PASSAGE EXTRAIT:
Ils concluent en agitant la menace d’une prise de pouvoir par l’armée, 60 ans jour pour jour après la tentative du putsch des généraux de l’armée française à Alger, le 21 avril 1961 :
« Nous sommes disposés à soutenir les politiques qui prendront en considération la sauvegarde de la nation. Par contre, si rien n’est entrepris, le laxisme continuera à se répandre inexorablement dans la société, provoquant au final une explosion et l’intervention de nos camarades d’active dans une mission périlleuse de protection de nos valeurs civilisationnelles ».
Sur Place d’armes, le site où la tribune est également publiée, les généraux signataires expriment leur nostalgie de l’Algérie française.
Sans surprise, les auteurs et signataires sont des proches du Rassemblement national ou d’autres formations de l’ultra-droite. Ainsi en est-il de Antoine Martinez, prétendant à l’élection présidentielle de 2022 et qui se proclame la voix « des français de souche », ou encore Christian Piquemal qui en 2016 s’était fait connaître pour avoir manifesté contre l’immigration aux côtés de la branche française du mouvement islamophobe allemand Pegida, à Calais. On peut citer aussi François Gaubert, conseiller régional Occitanie élu en 2015 sur la liste de Louis Aliot, actuel maire de Perpignan, membre de l’exécutif du RN.
Les liens de l’armée française avec l’extrême droite ne sont pas surprenants. D’ailleurs, en mars dernier, une cinquantaine de nouveaux cas de militaires néonazis dont la plupart appartiennent à la Légion Étrangère, corps d’élite de l’armée française créée en 1831 en pleine guerre coloniale en Algérie, avaient été identifiés.

CONSIGNE: Poursuivez le texte sur la tribune des généraux en reprenant juste après sa dernière phrase.

(Étiquetage de la position des objets)
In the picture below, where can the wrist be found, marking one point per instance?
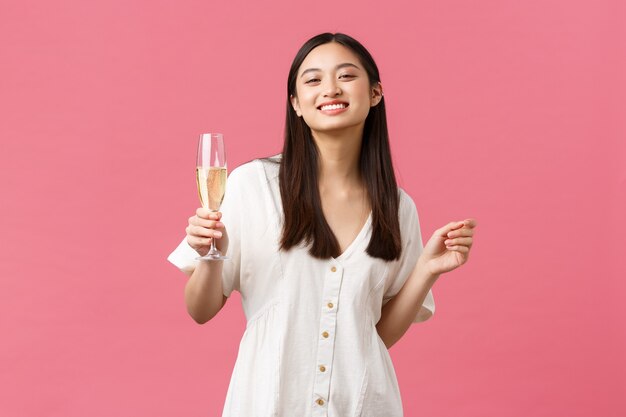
(424, 272)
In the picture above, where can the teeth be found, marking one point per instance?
(334, 106)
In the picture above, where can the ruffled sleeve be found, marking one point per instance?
(412, 248)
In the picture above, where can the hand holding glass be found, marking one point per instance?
(211, 178)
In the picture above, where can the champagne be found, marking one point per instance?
(211, 186)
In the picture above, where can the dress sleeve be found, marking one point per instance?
(184, 256)
(412, 248)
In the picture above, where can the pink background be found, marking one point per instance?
(511, 112)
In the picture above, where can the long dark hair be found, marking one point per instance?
(304, 220)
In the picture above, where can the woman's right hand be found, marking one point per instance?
(203, 227)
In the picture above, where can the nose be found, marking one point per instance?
(332, 89)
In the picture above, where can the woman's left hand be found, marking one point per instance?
(449, 247)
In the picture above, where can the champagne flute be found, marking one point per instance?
(211, 179)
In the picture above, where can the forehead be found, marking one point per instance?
(328, 56)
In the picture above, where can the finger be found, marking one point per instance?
(203, 232)
(209, 224)
(208, 214)
(198, 242)
(448, 228)
(461, 233)
(467, 241)
(458, 248)
(471, 223)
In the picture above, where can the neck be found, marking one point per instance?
(339, 156)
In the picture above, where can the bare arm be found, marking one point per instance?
(203, 292)
(399, 312)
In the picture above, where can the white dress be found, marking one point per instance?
(310, 347)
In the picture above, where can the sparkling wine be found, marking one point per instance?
(211, 186)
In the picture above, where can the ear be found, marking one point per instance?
(295, 104)
(376, 94)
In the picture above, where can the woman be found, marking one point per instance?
(325, 249)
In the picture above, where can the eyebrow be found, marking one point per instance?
(344, 65)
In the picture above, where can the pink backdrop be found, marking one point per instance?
(508, 111)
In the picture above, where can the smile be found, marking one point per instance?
(333, 106)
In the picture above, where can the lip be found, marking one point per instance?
(335, 111)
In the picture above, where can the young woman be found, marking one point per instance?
(325, 250)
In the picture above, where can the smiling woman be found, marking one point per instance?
(322, 260)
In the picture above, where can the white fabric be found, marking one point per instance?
(292, 329)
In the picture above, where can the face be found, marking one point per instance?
(333, 91)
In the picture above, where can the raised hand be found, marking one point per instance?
(449, 247)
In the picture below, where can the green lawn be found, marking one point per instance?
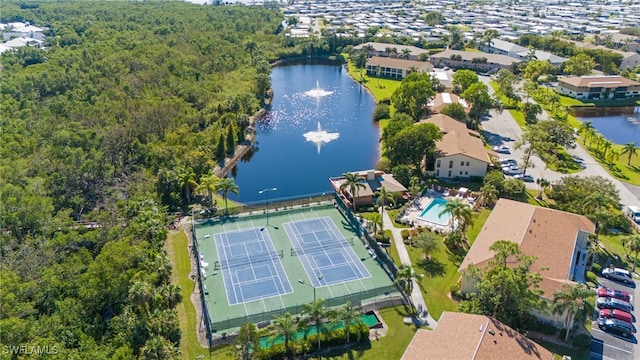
(178, 251)
(390, 346)
(380, 88)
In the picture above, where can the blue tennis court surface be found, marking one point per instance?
(250, 266)
(324, 252)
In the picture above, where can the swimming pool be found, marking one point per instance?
(432, 212)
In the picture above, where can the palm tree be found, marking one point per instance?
(225, 186)
(460, 213)
(606, 145)
(208, 184)
(542, 183)
(585, 130)
(634, 245)
(383, 197)
(285, 326)
(352, 182)
(317, 311)
(349, 315)
(188, 182)
(570, 301)
(630, 149)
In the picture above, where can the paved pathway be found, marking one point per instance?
(416, 294)
(502, 128)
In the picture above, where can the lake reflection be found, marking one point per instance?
(334, 111)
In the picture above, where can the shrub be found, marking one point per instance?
(381, 112)
(581, 341)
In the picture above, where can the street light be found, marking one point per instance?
(266, 196)
(320, 277)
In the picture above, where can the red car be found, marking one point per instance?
(616, 314)
(616, 294)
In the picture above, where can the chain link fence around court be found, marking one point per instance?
(375, 298)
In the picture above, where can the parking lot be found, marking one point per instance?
(607, 346)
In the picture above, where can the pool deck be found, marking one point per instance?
(411, 215)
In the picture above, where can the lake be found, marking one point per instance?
(318, 126)
(620, 129)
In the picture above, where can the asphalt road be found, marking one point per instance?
(607, 346)
(502, 129)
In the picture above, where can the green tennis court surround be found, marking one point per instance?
(258, 272)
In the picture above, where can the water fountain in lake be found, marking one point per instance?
(320, 137)
(317, 92)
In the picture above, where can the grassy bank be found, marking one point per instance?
(178, 251)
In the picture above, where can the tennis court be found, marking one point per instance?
(265, 270)
(325, 254)
(251, 267)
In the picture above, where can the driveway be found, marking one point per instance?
(606, 346)
(502, 129)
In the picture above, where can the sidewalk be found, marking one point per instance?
(416, 294)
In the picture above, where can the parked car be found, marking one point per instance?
(611, 303)
(511, 170)
(615, 326)
(616, 314)
(503, 149)
(617, 294)
(525, 178)
(617, 274)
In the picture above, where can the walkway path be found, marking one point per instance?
(502, 128)
(416, 294)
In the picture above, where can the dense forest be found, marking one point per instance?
(102, 135)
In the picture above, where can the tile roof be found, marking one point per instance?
(398, 63)
(457, 139)
(469, 55)
(597, 81)
(460, 336)
(548, 234)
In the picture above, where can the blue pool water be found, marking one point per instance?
(432, 212)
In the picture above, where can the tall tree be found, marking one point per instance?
(572, 301)
(208, 185)
(285, 327)
(225, 186)
(317, 312)
(187, 183)
(353, 183)
(383, 197)
(247, 343)
(630, 149)
(461, 215)
(349, 315)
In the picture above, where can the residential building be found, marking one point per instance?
(394, 68)
(557, 239)
(460, 336)
(387, 50)
(472, 60)
(441, 100)
(373, 181)
(598, 87)
(460, 153)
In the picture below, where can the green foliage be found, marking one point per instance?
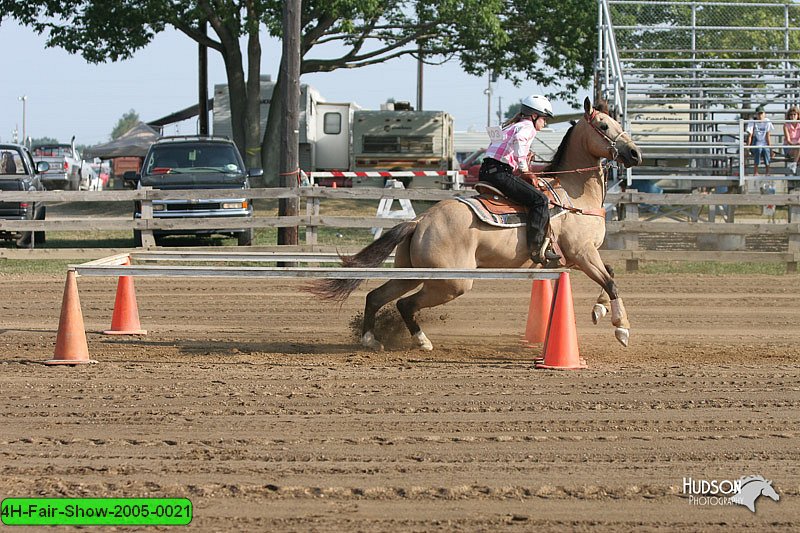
(711, 268)
(125, 123)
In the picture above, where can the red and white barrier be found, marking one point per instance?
(384, 174)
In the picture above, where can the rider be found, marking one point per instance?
(506, 167)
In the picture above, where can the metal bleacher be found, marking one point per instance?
(685, 77)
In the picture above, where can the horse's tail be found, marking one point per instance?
(370, 257)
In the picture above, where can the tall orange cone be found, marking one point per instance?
(561, 345)
(538, 311)
(71, 347)
(125, 319)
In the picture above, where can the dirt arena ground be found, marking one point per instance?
(254, 401)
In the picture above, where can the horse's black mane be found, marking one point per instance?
(562, 148)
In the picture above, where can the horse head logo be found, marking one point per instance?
(751, 488)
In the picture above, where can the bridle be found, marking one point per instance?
(612, 143)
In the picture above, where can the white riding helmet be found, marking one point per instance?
(536, 103)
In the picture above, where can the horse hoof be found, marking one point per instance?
(369, 341)
(423, 342)
(598, 312)
(622, 335)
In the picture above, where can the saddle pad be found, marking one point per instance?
(496, 211)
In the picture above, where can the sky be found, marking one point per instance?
(67, 96)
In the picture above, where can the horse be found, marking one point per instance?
(449, 235)
(751, 488)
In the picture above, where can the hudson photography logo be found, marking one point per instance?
(743, 491)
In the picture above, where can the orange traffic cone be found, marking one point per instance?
(125, 319)
(71, 347)
(561, 345)
(538, 311)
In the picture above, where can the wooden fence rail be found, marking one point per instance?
(723, 238)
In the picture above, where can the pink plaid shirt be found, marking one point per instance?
(515, 146)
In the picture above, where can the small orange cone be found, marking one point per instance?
(125, 319)
(538, 311)
(561, 345)
(71, 347)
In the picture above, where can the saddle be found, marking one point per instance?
(496, 203)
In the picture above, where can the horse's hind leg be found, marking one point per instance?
(375, 300)
(432, 293)
(593, 266)
(600, 308)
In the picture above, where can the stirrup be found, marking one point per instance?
(546, 256)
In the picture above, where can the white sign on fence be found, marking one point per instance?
(406, 211)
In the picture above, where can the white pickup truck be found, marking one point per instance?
(67, 170)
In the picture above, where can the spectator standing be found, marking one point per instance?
(791, 136)
(758, 138)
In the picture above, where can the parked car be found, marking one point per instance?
(68, 171)
(18, 172)
(196, 162)
(472, 164)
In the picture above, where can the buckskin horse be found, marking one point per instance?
(449, 235)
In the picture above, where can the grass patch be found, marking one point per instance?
(711, 268)
(35, 266)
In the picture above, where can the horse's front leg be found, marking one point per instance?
(591, 264)
(603, 304)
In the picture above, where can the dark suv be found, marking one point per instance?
(195, 162)
(18, 172)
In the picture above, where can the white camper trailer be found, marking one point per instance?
(342, 137)
(325, 134)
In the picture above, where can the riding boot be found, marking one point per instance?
(535, 239)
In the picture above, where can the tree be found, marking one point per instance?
(43, 140)
(124, 124)
(550, 43)
(116, 29)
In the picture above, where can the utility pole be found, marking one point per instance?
(488, 93)
(290, 121)
(24, 100)
(420, 64)
(202, 82)
(499, 110)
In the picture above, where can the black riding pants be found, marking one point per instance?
(502, 177)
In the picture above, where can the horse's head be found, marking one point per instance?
(609, 139)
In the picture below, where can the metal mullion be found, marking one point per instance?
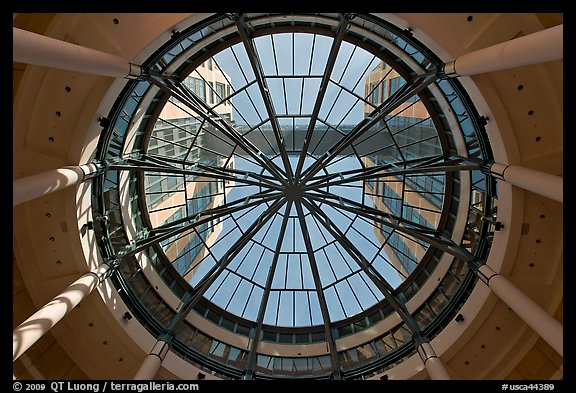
(260, 177)
(247, 300)
(335, 361)
(164, 208)
(264, 91)
(354, 293)
(299, 76)
(193, 143)
(208, 249)
(411, 125)
(374, 275)
(339, 84)
(301, 97)
(329, 127)
(262, 180)
(195, 103)
(362, 210)
(419, 232)
(419, 141)
(135, 166)
(361, 234)
(351, 92)
(330, 62)
(217, 212)
(384, 243)
(372, 172)
(251, 362)
(235, 290)
(421, 207)
(179, 127)
(404, 93)
(227, 258)
(257, 265)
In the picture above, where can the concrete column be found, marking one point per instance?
(32, 48)
(535, 48)
(541, 183)
(31, 187)
(29, 331)
(150, 366)
(434, 366)
(537, 318)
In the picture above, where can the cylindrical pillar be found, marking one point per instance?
(538, 319)
(35, 186)
(535, 48)
(150, 366)
(29, 331)
(541, 183)
(32, 48)
(433, 364)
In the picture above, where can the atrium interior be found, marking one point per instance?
(255, 196)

RÉSULTAT:
Marine Le Pen, candidate d’extrême-droite « dédiabolisée » par les médias, s’est empressée de réagir, suivant un plan de communication probablement concerté avec le magazine Valeurs Actuelles. Elle explique dans un texte faussement compatissant, souscrire aux analyses des généraux et partager leur « affliction, comme citoyenne et comme femme politique ». « Messieurs les généraux, rejoignez-moi dans la bataille pour la France », a-t-elle lancé.
L’extrême droite : de gré ou de force
Notre voisin espagnol a fait la même expérience il y a quelques mois. C’était en novembre 2020 quand 73 commandants de l’armée de la XXIIIe promotion de l’Académie militaire générale (AGM) se sont adressés au roi dans une lettre ouverte du même acabit que la tribune des généraux en France.
Les commandants, nostalgiques de l’époque franquiste, assurent que l’Espagne « connaît une situation de détérioration » dans laquelle « la cohésion nationale court de sérieux risques ». Ils accusent le gouvernement « social-communiste, soutenu par les indépendantistes, de participer à la décomposition de l’unité nationale ». Ils montrent leur soutien et leur loyauté au roi « dans ces moments difficiles pour la patrie ».
Parmi les signataires, un lieutenant général, deux généraux de division, quatre généraux de brigade et 66 colonels. Des soldats entrés à l’académie en 1964 et âgés de plus de 70 ans. Aujourd’hui à la retraite, ils ont le droit de s’exprimer. Sauf qu’ils ont signé en tant que soldats, pas en tant que citoyens. La lettre est donc adressée à dessein au roi, constitutionnellement capitaine général des armées, par l’intermédiaire du chef de la maison royale, Jaime Alfonsin.
Le Forum Milice et Démocratie (FMD), héritier de la défunte Union Démocratique Militaire (UMD) persécutée par la dictature, a critiqué le fait que ces commandants prétendent représenter le corps militaire dans son ensemble. Le Chef d’Etat major de l’armée française a, au bout de 5 jours, exprimé les mêmes regrets et exigé des sanctions.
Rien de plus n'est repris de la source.